Quelltext
<<<<

Die 1-Jahres und 3-Jahres Resultate des TIME-trial zur Lebensqualität und Prognose sind inzwischen publiziert worden [357] [358]. Die 1-Jahres-Lebensqualität hinsichtlich physischer Aktivität, globaler Gesundheit und Schmerzen war in der MIC-Gruppe signifikant besser [357]. Auffallend ist jedoch, dass in beiden Gruppen 44 % nach MIC und 39 % nach offener Operation wegen symptomatischen Anastomosen-Stenosen endoskopisch z. T. mehrfach gedehnt werden mussten. Damit hatte fast die Hälfte der Patienten nach der Operation wieder das gleiche Symptom wie vorher: Dysphagie. Dieses sehr ungünstige Ergebnis wirft Fragen auf zur angewandten Operationstechnik.
Das 3-Jahres-Langzeit-Überleben war in den beiden Gruppen des TIME-trial ohne signifikanten Unterschied [358]. Langzeitergebnisse nicht randomisierter Studien zur MIC-Ösophagektomie lassen keine genaue Beurteilung der Prognose im Vergleich zu offenen Verfahren zu [359] [360] [361].

>>>>

Bereitgestellte Daten
<<<<

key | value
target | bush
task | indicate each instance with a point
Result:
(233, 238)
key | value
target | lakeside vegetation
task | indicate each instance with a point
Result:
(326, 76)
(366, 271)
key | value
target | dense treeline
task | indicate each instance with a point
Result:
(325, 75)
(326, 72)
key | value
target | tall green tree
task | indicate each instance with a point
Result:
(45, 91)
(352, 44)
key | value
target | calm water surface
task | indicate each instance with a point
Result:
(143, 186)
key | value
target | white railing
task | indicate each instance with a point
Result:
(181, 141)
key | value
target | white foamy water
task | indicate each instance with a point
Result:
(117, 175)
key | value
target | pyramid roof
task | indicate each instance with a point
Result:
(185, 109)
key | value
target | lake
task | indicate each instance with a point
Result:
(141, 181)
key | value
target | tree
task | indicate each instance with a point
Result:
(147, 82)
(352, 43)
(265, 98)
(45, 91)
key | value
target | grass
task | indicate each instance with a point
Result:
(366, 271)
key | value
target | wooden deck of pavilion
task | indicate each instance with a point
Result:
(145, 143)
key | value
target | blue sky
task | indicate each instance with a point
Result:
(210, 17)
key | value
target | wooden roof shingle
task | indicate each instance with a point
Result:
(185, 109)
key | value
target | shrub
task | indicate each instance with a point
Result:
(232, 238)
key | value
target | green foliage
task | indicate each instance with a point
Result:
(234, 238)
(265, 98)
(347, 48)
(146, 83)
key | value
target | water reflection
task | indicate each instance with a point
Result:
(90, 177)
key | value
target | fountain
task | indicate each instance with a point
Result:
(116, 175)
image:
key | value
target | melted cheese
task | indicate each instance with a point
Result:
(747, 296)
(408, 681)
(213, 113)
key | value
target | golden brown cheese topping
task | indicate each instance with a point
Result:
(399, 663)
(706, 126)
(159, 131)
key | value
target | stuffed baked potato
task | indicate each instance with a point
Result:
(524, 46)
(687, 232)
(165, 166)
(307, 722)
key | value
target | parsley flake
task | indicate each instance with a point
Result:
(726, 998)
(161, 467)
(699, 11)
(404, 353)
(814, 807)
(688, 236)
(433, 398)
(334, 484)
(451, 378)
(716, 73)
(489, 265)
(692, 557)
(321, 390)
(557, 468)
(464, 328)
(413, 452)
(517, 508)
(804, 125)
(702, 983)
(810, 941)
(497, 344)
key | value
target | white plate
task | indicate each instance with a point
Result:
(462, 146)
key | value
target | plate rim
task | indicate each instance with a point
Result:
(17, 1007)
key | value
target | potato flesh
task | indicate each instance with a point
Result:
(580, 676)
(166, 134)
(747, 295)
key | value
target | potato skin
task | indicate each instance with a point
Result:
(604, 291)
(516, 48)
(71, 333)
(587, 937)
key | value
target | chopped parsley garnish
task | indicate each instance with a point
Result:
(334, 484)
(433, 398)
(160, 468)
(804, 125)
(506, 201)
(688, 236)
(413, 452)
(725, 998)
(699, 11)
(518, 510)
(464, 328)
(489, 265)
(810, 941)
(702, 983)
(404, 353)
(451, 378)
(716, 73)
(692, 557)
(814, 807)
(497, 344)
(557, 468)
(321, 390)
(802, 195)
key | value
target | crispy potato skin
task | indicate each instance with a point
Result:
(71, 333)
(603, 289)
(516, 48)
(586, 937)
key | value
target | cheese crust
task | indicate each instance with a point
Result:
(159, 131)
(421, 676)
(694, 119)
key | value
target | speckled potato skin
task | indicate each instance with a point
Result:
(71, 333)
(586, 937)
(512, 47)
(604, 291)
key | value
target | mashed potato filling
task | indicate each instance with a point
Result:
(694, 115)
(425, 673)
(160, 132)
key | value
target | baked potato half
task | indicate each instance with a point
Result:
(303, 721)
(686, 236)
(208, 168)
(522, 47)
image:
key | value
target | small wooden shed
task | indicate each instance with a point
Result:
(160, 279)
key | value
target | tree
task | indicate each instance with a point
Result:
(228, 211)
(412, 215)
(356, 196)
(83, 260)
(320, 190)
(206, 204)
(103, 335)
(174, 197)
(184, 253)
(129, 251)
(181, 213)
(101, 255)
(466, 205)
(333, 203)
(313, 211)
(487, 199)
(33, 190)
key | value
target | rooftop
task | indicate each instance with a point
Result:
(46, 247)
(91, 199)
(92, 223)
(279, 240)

>>>>

Durchzuführende Aufgaben
1. Nenne alle Bereiche der Lebensqualität, in denen die MIC-Gruppe laut dem Text zum TIME-trial nach einem Jahr signifikant besser abschnitt.
2. Knüpfe bitte an den letzten Satz des Textes zum TIME-trial an und schreibe ihn weiter.
Die Einträge sind eigenständiges Material und stehen mit dem Text zum TIME-trial in keinem Zusammenhang.

Lösungen
1. physische Aktivität, globale Gesundheit, Schmerzen

2.
Der prospektiv randomisierte Vergleich von robotischer MIC (n = 54) versus offener Ösophagektomie (n = 55), beide mit cervikaler Anastomose zeigte signifikante Vorteile für MIC hinsichtlich der Komplikationsrate besonders pulmonal/kardial, des Blutverlustes und der Lebensqualität bis 6 Wochen postoperativ [349]]. Auffällig sind jedoch sowohl in der robotischen als auch der offenen Gruppe die hohen, aber signifikant unterschiedlichen Komplikationsraten Chylothorax von 32 %/22 %, Anastomoseninsuffizienz von 24 %/20 %, Reoperationsrate von 24 %/33 % und erneut wie beim TIME trial die Rate postoperativ notwendiger Anastomosendilatationen von 52 % bzw. 47 %. Die 3-Jahres-Überlebensrate mit 50 % versus 55 % war nicht signifikant unterschiedlich.
Zwei retrospektive Vergleiche von robotischer und konventioneller minimal invasiver Ösophagektomie inclusive Hybrid in Serien von 725 bzw. 1862 Patienten haben keine Unterschiede bezüglich R0-Resektionsrate, postoperativer Komplikationsrate, Mortalität und Krankenhausverweildauer ergeben [362] [363]. Bei Einbeziehung der offenen Technik in diesen Vergleich anhand von 5553 Patienten war die postoperative Mortalität und das Gesamt-Überleben nach allen 3 Verfahren gleich, nur die Krankenhausverweildauer war nach offener Ösophagektomie signifikant länger [364].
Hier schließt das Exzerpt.